[RECORDS start]

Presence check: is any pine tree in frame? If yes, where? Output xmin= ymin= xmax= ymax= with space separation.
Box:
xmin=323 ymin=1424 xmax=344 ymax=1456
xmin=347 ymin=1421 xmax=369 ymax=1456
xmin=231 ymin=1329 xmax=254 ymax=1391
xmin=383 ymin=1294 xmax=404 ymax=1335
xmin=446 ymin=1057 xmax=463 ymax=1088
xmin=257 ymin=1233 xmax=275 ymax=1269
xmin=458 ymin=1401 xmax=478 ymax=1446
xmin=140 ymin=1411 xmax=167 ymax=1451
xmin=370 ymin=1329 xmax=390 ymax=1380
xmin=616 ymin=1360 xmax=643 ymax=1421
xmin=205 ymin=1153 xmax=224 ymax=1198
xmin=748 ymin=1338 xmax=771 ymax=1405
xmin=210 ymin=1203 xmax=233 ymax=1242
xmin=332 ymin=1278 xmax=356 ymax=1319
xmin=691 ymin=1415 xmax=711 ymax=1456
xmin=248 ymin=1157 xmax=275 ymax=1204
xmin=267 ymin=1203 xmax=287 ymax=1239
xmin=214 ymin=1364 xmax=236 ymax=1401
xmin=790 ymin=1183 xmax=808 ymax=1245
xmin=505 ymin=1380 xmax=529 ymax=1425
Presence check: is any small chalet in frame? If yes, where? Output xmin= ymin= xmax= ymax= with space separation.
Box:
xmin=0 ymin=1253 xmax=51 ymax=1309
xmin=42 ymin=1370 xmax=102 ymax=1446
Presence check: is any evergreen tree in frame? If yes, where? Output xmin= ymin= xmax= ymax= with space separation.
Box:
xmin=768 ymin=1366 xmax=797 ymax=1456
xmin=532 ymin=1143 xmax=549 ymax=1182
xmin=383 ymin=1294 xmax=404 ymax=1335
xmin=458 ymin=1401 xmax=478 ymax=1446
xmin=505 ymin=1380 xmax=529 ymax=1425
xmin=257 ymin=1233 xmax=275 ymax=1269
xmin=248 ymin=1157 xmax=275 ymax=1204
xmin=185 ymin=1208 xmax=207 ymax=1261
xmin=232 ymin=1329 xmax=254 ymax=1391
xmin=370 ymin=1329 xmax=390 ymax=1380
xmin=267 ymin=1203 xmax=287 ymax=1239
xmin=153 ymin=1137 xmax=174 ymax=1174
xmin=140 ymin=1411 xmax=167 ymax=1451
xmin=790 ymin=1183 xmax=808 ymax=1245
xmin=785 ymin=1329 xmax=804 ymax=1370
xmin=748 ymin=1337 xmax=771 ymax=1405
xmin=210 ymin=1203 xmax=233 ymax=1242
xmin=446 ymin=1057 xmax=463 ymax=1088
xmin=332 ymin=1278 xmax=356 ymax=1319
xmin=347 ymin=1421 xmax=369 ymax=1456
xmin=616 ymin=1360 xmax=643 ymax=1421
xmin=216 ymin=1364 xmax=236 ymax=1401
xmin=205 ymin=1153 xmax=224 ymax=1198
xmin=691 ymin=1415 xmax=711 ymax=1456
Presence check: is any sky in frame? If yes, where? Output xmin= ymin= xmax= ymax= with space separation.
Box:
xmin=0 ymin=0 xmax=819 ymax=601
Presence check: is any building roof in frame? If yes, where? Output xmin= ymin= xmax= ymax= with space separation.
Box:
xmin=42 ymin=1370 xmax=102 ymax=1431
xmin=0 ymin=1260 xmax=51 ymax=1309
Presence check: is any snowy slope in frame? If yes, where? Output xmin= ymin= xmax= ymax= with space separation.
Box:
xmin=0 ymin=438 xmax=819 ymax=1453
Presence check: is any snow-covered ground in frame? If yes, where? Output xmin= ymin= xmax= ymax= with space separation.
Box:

[RECORDS end]

_TASK TO CARRY OUT_: Write out every line of the items above again, keeping each one unchanged.

_WRITTEN RESPONSE_:
Presence check: is any pine tree in frame? If yes, where? Output xmin= ymin= xmax= ymax= with space separation.
Box:
xmin=323 ymin=1424 xmax=344 ymax=1456
xmin=347 ymin=1421 xmax=369 ymax=1456
xmin=231 ymin=1329 xmax=254 ymax=1391
xmin=383 ymin=1294 xmax=404 ymax=1335
xmin=446 ymin=1057 xmax=463 ymax=1088
xmin=257 ymin=1233 xmax=275 ymax=1269
xmin=458 ymin=1401 xmax=478 ymax=1446
xmin=140 ymin=1411 xmax=167 ymax=1451
xmin=370 ymin=1329 xmax=390 ymax=1380
xmin=616 ymin=1360 xmax=643 ymax=1421
xmin=205 ymin=1153 xmax=224 ymax=1198
xmin=748 ymin=1338 xmax=771 ymax=1405
xmin=210 ymin=1203 xmax=233 ymax=1242
xmin=332 ymin=1278 xmax=356 ymax=1319
xmin=691 ymin=1415 xmax=711 ymax=1456
xmin=248 ymin=1157 xmax=275 ymax=1204
xmin=267 ymin=1203 xmax=287 ymax=1239
xmin=214 ymin=1364 xmax=236 ymax=1401
xmin=790 ymin=1183 xmax=808 ymax=1245
xmin=505 ymin=1380 xmax=529 ymax=1425
Presence check: is any small chalet in frame? If yes, where? Output xmin= ymin= xmax= ymax= with space separation.
Box:
xmin=0 ymin=1253 xmax=51 ymax=1309
xmin=42 ymin=1370 xmax=102 ymax=1446
Presence check: is any evergreen tree in frame? If yes, where? Output xmin= ymin= xmax= ymax= with space separation.
Box:
xmin=768 ymin=1366 xmax=797 ymax=1456
xmin=532 ymin=1143 xmax=549 ymax=1182
xmin=383 ymin=1294 xmax=404 ymax=1335
xmin=458 ymin=1401 xmax=478 ymax=1446
xmin=505 ymin=1380 xmax=529 ymax=1425
xmin=257 ymin=1233 xmax=275 ymax=1269
xmin=248 ymin=1157 xmax=275 ymax=1204
xmin=185 ymin=1208 xmax=207 ymax=1261
xmin=232 ymin=1329 xmax=254 ymax=1391
xmin=370 ymin=1329 xmax=390 ymax=1380
xmin=267 ymin=1203 xmax=287 ymax=1239
xmin=153 ymin=1137 xmax=174 ymax=1174
xmin=140 ymin=1411 xmax=167 ymax=1451
xmin=790 ymin=1183 xmax=808 ymax=1245
xmin=785 ymin=1329 xmax=804 ymax=1370
xmin=748 ymin=1337 xmax=771 ymax=1405
xmin=210 ymin=1203 xmax=233 ymax=1242
xmin=446 ymin=1057 xmax=463 ymax=1088
xmin=332 ymin=1278 xmax=356 ymax=1319
xmin=347 ymin=1421 xmax=369 ymax=1456
xmin=616 ymin=1360 xmax=643 ymax=1421
xmin=216 ymin=1364 xmax=236 ymax=1401
xmin=205 ymin=1153 xmax=224 ymax=1198
xmin=691 ymin=1415 xmax=711 ymax=1456
Presence check: is any sky in frame? If yes, where? Output xmin= ymin= xmax= ymax= with space separation.
Box:
xmin=0 ymin=0 xmax=819 ymax=601
Presence check: is any building roof in frame? If yes, where? Output xmin= ymin= xmax= ymax= with space separation.
Box:
xmin=42 ymin=1370 xmax=102 ymax=1431
xmin=0 ymin=1260 xmax=51 ymax=1309
Presence check: is any snowy slope in frame? If yes, where? Output xmin= ymin= xmax= ymax= with space separation.
Box:
xmin=0 ymin=438 xmax=819 ymax=1453
Presence check: is any snow-covered ground in frame? If yes, where? Output xmin= ymin= xmax= ymax= with space separation.
Box:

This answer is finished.